-- start RECORDS --
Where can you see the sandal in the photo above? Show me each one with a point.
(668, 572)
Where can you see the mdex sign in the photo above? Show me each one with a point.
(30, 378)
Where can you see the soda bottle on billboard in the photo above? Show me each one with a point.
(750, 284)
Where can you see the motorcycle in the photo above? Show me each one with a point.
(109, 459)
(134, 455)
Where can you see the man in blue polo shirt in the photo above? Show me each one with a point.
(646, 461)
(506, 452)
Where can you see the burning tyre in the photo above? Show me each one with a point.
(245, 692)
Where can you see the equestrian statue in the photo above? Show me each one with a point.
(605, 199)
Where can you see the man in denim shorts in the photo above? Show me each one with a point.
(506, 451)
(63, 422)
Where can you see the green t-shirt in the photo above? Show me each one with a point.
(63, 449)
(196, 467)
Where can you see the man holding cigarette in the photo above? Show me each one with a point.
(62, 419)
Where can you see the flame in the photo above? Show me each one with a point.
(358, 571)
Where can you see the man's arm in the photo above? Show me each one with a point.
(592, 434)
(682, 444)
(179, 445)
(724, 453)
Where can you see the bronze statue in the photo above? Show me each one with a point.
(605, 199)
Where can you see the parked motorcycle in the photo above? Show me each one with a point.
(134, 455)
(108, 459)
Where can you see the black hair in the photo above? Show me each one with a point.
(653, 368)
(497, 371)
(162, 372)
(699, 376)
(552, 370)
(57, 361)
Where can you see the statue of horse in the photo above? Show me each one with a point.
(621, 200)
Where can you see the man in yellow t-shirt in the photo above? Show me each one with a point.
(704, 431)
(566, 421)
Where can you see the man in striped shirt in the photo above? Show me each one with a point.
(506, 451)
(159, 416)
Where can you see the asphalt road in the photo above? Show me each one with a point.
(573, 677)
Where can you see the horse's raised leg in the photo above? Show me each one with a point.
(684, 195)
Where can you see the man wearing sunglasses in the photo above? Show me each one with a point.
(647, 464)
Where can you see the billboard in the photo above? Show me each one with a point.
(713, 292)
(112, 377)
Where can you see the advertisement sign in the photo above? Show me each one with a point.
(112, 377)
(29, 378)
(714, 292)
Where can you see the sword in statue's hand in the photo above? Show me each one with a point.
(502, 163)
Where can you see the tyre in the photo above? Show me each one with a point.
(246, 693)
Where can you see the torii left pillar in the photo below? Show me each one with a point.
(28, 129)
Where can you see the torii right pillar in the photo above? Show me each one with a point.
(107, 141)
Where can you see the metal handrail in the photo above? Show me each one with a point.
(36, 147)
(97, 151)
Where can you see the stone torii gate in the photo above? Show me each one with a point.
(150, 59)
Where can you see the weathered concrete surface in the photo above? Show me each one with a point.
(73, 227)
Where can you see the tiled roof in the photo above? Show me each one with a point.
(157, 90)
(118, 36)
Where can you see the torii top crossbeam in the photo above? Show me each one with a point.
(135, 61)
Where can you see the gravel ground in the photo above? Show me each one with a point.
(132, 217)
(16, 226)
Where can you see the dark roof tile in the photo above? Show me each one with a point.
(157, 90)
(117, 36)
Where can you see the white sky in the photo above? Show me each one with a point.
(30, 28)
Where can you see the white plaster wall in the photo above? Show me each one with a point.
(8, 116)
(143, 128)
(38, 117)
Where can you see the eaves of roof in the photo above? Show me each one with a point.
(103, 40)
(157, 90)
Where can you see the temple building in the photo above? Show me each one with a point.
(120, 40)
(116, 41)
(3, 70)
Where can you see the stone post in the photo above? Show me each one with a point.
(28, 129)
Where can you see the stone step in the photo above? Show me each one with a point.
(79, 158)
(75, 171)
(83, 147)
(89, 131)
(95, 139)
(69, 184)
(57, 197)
-- end RECORDS --
AIM: Reproduce only the lines running from the one with "Where can you see the billboard" through the final line of the listing above, both ends included.

RESULT:
Where can you see the billboard in the photo above? Show me each one with a point.
(713, 292)
(112, 377)
Where can you see the advertisement sign in the photo above? Show me each one with a point.
(112, 377)
(29, 378)
(714, 292)
Where can you see the sword in statue's hand in the photo above? Show me each one with a point.
(502, 163)
Where can you see the tyre in the photo above? Show me each one with a point.
(246, 693)
Where can you see the torii left pillar in the photo below? Show me each one with a point.
(28, 129)
Where can you see the torii right pillar in the photo above? Show me each one with a point.
(107, 141)
Where can you see the metal handrail in the photo above? Show me each one with a point.
(36, 147)
(97, 151)
Where can you see the stone torii gate in the photo above? Show me each one with a point.
(150, 59)
Where can you see the weathered concrete surface in the photo above? Show me each one with a point.
(73, 227)
Where can you see the tiled roof in the photo above? Show me each one with a point.
(157, 90)
(118, 36)
Where can you see the torii top crossbeam in the photo above? Show me each one with a point.
(135, 61)
Where can you see the gravel ground in the photo above? Show me each one with a point.
(132, 217)
(16, 226)
Where can you see the dark roof tile in the photo above? Show me each one with a point.
(157, 90)
(117, 36)
Where can you see the white sky in the photo above? Show me each one with a point.
(30, 28)
Where can you see the white plaster wall in the photo above? Show me each one with a point.
(8, 116)
(143, 128)
(38, 117)
Where can you see the eaves of roof in the photo above? Show me each one with a point.
(103, 40)
(157, 90)
Where can you see the temple building in the photo above? Show me each one with a point.
(120, 40)
(116, 41)
(3, 70)
Where can you see the stone post in the photo above? Show me each one with a point.
(28, 129)
Where can you see the stone step in the photo above? Show me each one with a point.
(79, 158)
(75, 171)
(83, 147)
(89, 131)
(95, 139)
(69, 184)
(57, 197)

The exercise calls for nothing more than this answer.